TASK GOAL → Rewrite the lines below as a numbered list, omitting any blank lines.

ENTRIES PROVIDED →
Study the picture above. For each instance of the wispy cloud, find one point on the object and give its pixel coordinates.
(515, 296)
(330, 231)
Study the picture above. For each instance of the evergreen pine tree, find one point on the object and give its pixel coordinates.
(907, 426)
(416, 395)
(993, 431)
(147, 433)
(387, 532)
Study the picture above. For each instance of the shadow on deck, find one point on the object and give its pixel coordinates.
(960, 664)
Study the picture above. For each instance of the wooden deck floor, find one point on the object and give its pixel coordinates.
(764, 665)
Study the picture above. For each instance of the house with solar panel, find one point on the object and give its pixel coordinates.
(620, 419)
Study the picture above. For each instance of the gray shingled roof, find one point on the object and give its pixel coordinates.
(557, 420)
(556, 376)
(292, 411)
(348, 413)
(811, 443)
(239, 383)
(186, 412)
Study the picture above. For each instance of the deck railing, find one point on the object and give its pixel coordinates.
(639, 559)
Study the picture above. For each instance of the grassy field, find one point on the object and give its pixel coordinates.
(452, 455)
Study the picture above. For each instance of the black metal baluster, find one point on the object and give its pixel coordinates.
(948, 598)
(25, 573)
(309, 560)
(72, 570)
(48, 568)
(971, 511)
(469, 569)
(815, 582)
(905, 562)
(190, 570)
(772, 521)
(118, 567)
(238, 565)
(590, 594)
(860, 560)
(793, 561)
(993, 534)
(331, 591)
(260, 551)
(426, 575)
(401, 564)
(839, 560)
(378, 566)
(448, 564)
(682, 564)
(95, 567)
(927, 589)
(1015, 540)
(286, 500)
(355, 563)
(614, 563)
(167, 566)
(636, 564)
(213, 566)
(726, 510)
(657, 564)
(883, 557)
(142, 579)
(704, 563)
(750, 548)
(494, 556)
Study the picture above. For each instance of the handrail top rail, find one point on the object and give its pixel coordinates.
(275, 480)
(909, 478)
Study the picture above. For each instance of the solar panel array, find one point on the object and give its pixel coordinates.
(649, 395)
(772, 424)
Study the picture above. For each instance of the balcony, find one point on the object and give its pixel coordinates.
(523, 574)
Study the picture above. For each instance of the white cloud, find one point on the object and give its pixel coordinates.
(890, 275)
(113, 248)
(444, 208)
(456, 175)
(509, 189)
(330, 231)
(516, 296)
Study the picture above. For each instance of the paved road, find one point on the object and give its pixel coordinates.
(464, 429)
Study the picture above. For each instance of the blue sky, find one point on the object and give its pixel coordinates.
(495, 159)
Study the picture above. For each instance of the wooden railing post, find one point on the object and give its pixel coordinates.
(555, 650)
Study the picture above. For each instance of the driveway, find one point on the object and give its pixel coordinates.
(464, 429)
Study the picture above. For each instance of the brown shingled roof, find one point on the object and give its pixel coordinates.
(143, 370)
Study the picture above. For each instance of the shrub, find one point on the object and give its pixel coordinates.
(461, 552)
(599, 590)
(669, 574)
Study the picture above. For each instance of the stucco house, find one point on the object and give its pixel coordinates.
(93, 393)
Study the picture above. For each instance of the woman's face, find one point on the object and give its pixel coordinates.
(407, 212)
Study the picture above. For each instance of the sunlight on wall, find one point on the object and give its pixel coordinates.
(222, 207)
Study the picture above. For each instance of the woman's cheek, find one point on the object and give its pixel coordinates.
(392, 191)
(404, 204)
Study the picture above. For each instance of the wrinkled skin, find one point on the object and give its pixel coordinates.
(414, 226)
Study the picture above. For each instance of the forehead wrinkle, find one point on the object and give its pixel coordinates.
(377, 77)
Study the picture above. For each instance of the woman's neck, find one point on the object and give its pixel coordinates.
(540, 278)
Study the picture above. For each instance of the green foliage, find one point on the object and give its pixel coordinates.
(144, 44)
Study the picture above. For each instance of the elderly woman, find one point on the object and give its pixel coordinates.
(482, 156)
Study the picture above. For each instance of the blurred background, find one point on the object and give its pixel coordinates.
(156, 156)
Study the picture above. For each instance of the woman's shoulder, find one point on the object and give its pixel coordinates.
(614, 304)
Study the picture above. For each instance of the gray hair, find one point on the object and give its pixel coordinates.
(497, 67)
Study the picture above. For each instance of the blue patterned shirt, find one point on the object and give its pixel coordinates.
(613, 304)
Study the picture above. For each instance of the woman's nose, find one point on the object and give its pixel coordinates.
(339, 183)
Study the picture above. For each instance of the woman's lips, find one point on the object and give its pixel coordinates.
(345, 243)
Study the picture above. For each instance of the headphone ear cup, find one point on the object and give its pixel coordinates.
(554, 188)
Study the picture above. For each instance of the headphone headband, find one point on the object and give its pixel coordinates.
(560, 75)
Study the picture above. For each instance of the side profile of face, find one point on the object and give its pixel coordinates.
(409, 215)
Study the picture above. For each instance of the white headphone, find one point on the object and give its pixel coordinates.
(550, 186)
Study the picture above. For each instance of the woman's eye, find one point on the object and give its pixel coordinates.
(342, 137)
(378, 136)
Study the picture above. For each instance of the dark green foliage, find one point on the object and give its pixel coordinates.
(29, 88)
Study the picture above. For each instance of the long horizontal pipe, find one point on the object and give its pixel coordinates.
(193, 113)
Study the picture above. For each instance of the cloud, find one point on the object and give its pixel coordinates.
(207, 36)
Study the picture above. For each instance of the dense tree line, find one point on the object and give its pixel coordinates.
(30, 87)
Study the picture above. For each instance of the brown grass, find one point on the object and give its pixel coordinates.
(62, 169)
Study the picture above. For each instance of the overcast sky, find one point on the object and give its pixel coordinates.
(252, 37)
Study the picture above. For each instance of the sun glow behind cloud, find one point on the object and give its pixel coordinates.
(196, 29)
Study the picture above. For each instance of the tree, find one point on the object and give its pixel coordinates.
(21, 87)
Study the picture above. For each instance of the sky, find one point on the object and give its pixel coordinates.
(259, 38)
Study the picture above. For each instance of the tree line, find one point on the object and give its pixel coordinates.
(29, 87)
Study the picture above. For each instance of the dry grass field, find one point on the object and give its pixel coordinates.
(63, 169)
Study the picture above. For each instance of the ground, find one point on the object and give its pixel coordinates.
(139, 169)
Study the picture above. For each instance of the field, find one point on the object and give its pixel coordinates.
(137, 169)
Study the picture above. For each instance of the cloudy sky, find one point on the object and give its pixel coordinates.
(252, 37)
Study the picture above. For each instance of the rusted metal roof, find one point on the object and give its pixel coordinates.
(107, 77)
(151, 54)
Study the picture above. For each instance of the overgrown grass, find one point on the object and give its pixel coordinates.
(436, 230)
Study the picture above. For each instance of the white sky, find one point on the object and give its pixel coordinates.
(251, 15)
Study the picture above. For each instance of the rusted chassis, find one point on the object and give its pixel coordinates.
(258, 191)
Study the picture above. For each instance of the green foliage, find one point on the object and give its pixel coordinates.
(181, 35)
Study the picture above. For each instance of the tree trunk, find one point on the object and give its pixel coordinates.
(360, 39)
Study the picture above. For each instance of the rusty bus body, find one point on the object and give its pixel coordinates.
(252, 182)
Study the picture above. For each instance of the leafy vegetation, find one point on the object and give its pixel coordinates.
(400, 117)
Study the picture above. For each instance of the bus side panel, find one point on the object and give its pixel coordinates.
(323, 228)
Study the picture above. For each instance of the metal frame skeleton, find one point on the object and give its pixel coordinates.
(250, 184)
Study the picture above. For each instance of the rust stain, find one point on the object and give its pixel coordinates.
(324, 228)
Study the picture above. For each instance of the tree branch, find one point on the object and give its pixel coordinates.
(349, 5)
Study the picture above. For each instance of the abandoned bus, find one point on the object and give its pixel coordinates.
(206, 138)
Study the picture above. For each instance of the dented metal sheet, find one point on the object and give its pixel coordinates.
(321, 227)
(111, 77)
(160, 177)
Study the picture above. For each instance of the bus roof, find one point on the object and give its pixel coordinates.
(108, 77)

EXPECTED OUTPUT →
1. Study the picture above. For each instance of the wispy cloud, find one point on the object and give its pixel coordinates.
2. (515, 296)
3. (330, 231)
4. Study the picture above. For each instance of the evergreen pine tree, find one point on the object and give its pixel coordinates.
5. (907, 426)
6. (416, 395)
7. (993, 431)
8. (147, 433)
9. (387, 532)
10. Study the picture above. For each instance of the shadow on deck, find one point on the object and give its pixel coordinates.
11. (960, 664)
12. Study the picture above. For each instance of the wooden deck floor, find one point on the object and give its pixel coordinates.
13. (764, 665)
14. Study the picture above. For each instance of the house with solar panel, find one point on the object and give its pixel coordinates.
15. (620, 419)
16. Study the picture above. For each instance of the gray shingled roof, find one point on the object and give its pixel coordinates.
17. (557, 420)
18. (556, 376)
19. (292, 411)
20. (348, 413)
21. (811, 443)
22. (239, 383)
23. (186, 412)
24. Study the picture above. For each instance of the deck railing, find one point on the object and give its pixel coordinates.
25. (639, 559)
26. Study the picture above. For each instance of the grassy field, find one point on the object and give its pixel coordinates.
27. (452, 455)
28. Study the picture above. For each instance of the black metal baluster, find one point on the object and give its pixel coordinates.
29. (948, 598)
30. (25, 573)
31. (309, 560)
32. (72, 570)
33. (48, 568)
34. (971, 511)
35. (469, 569)
36. (815, 582)
37. (905, 562)
38. (190, 570)
39. (772, 521)
40. (118, 567)
41. (238, 565)
42. (590, 594)
43. (860, 560)
44. (793, 561)
45. (993, 534)
46. (331, 591)
47. (260, 551)
48. (426, 575)
49. (401, 564)
50. (839, 560)
51. (378, 566)
52. (448, 564)
53. (682, 564)
54. (95, 567)
55. (927, 589)
56. (1015, 540)
57. (286, 500)
58. (355, 563)
59. (614, 563)
60. (167, 566)
61. (636, 564)
62. (213, 566)
63. (726, 510)
64. (657, 564)
65. (883, 557)
66. (142, 579)
67. (704, 563)
68. (750, 548)
69. (494, 556)
70. Study the picture above. For each instance of the handrail top rail, find one point on the object and give its pixel coordinates.
71. (275, 480)
72. (909, 478)
73. Study the picture above. For each instance of the solar panel array, find one point on the object and give its pixel coordinates.
74. (649, 395)
75. (772, 424)
76. Study the picture above. For each instance of the balcony, find one point on the object and give its pixel coordinates.
77. (523, 574)
78. Study the picture above. For each instance of the white cloud, find one point on the object and give its pixel coordinates.
79. (890, 275)
80. (113, 248)
81. (444, 208)
82. (456, 175)
83. (509, 189)
84. (330, 231)
85. (516, 296)
86. Study the picture above. For each instance of the paved road, find one point on the object and give its pixel coordinates.
87. (464, 429)
88. Study the picture above. For each instance of the blue sky, find one point on the object and give its pixel coordinates.
89. (495, 159)
90. Study the picture above. For each instance of the wooden railing post, find one point on the object and give its pixel coordinates.
91. (555, 650)
92. Study the picture above. For each instance of the driveway, find one point on the object and give its pixel coordinates.
93. (464, 429)
94. Study the picture above. For each instance of the brown shingled roof, find one point on the object and give its pixel coordinates.
95. (143, 370)
96. Study the picture above. For each instance of the shrub, find one point on the object and give its pixel coordinates.
97. (461, 552)
98. (599, 590)
99. (669, 574)
100. Study the picture above. For each instance of the stucco house, find one point on the object and give its pixel coordinates.
101. (93, 393)
102. Study the picture above. For each instance of the woman's face, find one point on the object and give its pixel coordinates.
103. (407, 212)
104. Study the picture above. For each instance of the sunlight on wall, find one point on the object and give its pixel coordinates.
105. (222, 207)
106. Study the picture above. For each instance of the woman's cheek, find one point on the object and give its pixel coordinates.
107. (392, 191)
108. (404, 204)
109. Study the picture above. For each instance of the wrinkled skin, find one point on the object and give its pixel coordinates.
110. (414, 226)
111. Study the picture above. For each instance of the forehead wrinkle, find one point on the object and give its pixel coordinates.
112. (377, 77)
113. Study the picture above. For each instance of the woman's neck, find one point on the object and give its pixel coordinates.
114. (540, 278)
115. Study the picture above. For each instance of the green foliage, find one point on the object and give its pixel coordinates.
116. (144, 44)
117. Study the picture above. For each instance of the elderly woman, find one point on the object and give its pixel coordinates.
118. (482, 156)
119. Study the picture above. For each instance of the blurred background, find one point on the object and give its pixel coordinates.
120. (156, 156)
121. Study the picture above. For each instance of the woman's shoulder, find one point on the object and give its pixel coordinates.
122. (614, 304)
123. Study the picture above. For each instance of the gray hair, find one point on the object and give its pixel coordinates.
124. (497, 67)
125. Study the picture above. For each instance of the blue patterned shirt, find one point on the object and give its pixel coordinates.
126. (613, 304)
127. Study the picture above. For each instance of the woman's nose, find one point on the object and give its pixel coordinates.
128. (339, 183)
129. Study the picture above. For each instance of the woman's lips, find one point on the object and give its pixel coordinates.
130. (345, 243)
131. Study the picture above. For each instance of the headphone ear cup, find one point on the object and give its pixel coordinates.
132. (554, 188)
133. Study the picture above. For each instance of the headphone headband, find one point on the object and give its pixel coordinates.
134. (560, 75)
135. Study the picture above. For each instance of the side profile of face, find one point on the object and give its pixel coordinates.
136. (409, 215)
137. Study the picture above. For each instance of the white headphone, find one point on the object and give its pixel coordinates.
138. (550, 186)
139. Study the picture above. For each instance of the woman's eye, find one point on the object and give its pixel coordinates.
140. (342, 137)
141. (378, 136)
142. Study the picture above. For each instance of the dark green foliage, find one point on the object and give its pixel coordinates.
143. (29, 88)
144. Study the picture above. For each instance of the long horizontal pipe, find one point on the object and give its pixel coordinates.
145. (193, 113)
146. Study the picture above. For each instance of the cloud, find one point on the object and give its pixel coordinates.
147. (207, 36)
148. Study the picture above. For each instance of the dense tree line, find one point on the object and give its pixel coordinates.
149. (30, 87)
150. Study the picture above. For each instance of the brown grass, find one point on the object and give its pixel coordinates.
151. (62, 169)
152. Study the picture above. For each instance of the overcast sky, find one point on the object and give its pixel coordinates.
153. (252, 37)
154. Study the picture above. For each instance of the sun glow behind cloud, find one point on the object and give its pixel coordinates.
155. (196, 29)
156. Study the picture above. For each instance of the tree, find one point on the object and give its pixel coordinates.
157. (21, 87)
158. Study the picture above. For each instance of the sky, find one point on the object and give its pixel coordinates.
159. (259, 38)
160. Study the picture above. For each instance of the tree line, find one point on the object and give its pixel coordinates.
161. (29, 87)
162. Study the picture above. For each instance of the dry grass field, find one point on the object and give its pixel coordinates.
163. (63, 169)
164. Study the picture above. For each instance of the ground, find one point on the object and give its pixel coordinates.
165. (139, 169)
166. Study the picture above. For each instance of the field, find one point on the object and give its pixel coordinates.
167. (137, 169)
168. Study the picture above. For each instance of the cloudy sky, find one point on the object and give its pixel coordinates.
169. (252, 37)
170. Study the picture above. For each instance of the rusted metal roof, find one point on the object and give its pixel coordinates.
171. (107, 77)
172. (151, 54)
173. Study the picture above. For each instance of the overgrown grass, find one point on the object and give its pixel coordinates.
174. (436, 230)
175. Study the picture above. For each instance of the white sky, find one point on the object and give its pixel coordinates.
176. (251, 15)
177. Study the picture above. For each instance of the rusted chassis, find one point on the object and give its pixel coordinates.
178. (258, 191)
179. Study the picture above. For each instance of the green foliage, find one point on the object and give its pixel coordinates.
180. (181, 35)
181. Study the picture above. For each instance of the tree trunk, find one point on the object and give its pixel coordinates.
182. (360, 39)
183. Study the picture above. For each instance of the rusty bus body, find one point on the object and give its pixel coordinates.
184. (252, 182)
185. Study the picture above. For each instance of the leafy vegetation, find one point on the object and give its pixel coordinates.
186. (400, 117)
187. Study the picture above. For each instance of the bus side panel, find one point on the object and give its pixel coordinates.
188. (323, 228)
189. Study the picture above. For each instance of the metal frame skeleton, find one point on the object and give its pixel coordinates.
190. (250, 184)
191. Study the picture above. For each instance of the rust stain, find one point on the object and give its pixel coordinates.
192. (324, 228)
193. Study the picture above. For each instance of the tree branch, find one point on the object and give its pixel coordinates.
194. (349, 5)
195. Study the picture above. For each instance of the abandoned bus, find one point on the object and give its pixel coordinates.
196. (206, 138)
197. Study the picture above. For each instance of the dented metal sheet, find one point on the object and give its pixel coordinates.
198. (321, 227)
199. (111, 77)
200. (160, 177)
201. Study the picture above. For each instance of the bus roof, find one point on the object and give its pixel coordinates.
202. (108, 77)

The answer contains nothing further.